++++ Excerpted records

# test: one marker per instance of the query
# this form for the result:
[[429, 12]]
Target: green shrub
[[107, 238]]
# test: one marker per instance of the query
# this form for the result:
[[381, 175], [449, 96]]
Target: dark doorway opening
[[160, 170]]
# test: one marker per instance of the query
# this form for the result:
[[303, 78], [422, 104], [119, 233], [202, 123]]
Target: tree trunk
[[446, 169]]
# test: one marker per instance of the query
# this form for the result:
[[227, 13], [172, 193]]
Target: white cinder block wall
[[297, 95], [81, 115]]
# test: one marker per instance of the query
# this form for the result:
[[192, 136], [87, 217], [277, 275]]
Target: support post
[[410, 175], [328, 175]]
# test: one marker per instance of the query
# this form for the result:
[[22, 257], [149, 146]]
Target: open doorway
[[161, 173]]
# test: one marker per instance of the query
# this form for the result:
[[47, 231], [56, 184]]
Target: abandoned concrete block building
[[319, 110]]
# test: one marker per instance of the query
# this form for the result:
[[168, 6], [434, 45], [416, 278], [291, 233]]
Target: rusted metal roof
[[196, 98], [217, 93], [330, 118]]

++++++++

▸ Requirement
Copy the material line for line, from its first line up to and including the line that contains "[[319, 110]]".

▸ Result of the exercise
# test: one marker per instance of the query
# this form for the result:
[[429, 12]]
Target: green shrub
[[107, 238]]
# test: one marker per instance of the query
# this form for the result:
[[381, 175], [449, 96]]
Target: dark doorway opening
[[160, 170]]
# test: one marker per instance of the query
# this form for the result:
[[303, 78], [422, 104], [119, 233], [202, 123]]
Target: tree trunk
[[446, 169]]
# test: one marker per instance of the query
# this form for the result:
[[227, 13], [172, 193]]
Target: white cinder block wall
[[297, 95], [81, 115]]
# test: one marker per instance of the query
# this form for the result:
[[192, 136], [87, 217], [277, 275]]
Target: support post
[[410, 175], [328, 175]]
# test: one marker per instance of the query
# this form for the result:
[[22, 257], [149, 146]]
Target: open doorway
[[161, 173]]
# test: one marker per instance of the query
# this form for the result:
[[47, 231], [56, 184]]
Target: abandoned concrete block building
[[319, 110]]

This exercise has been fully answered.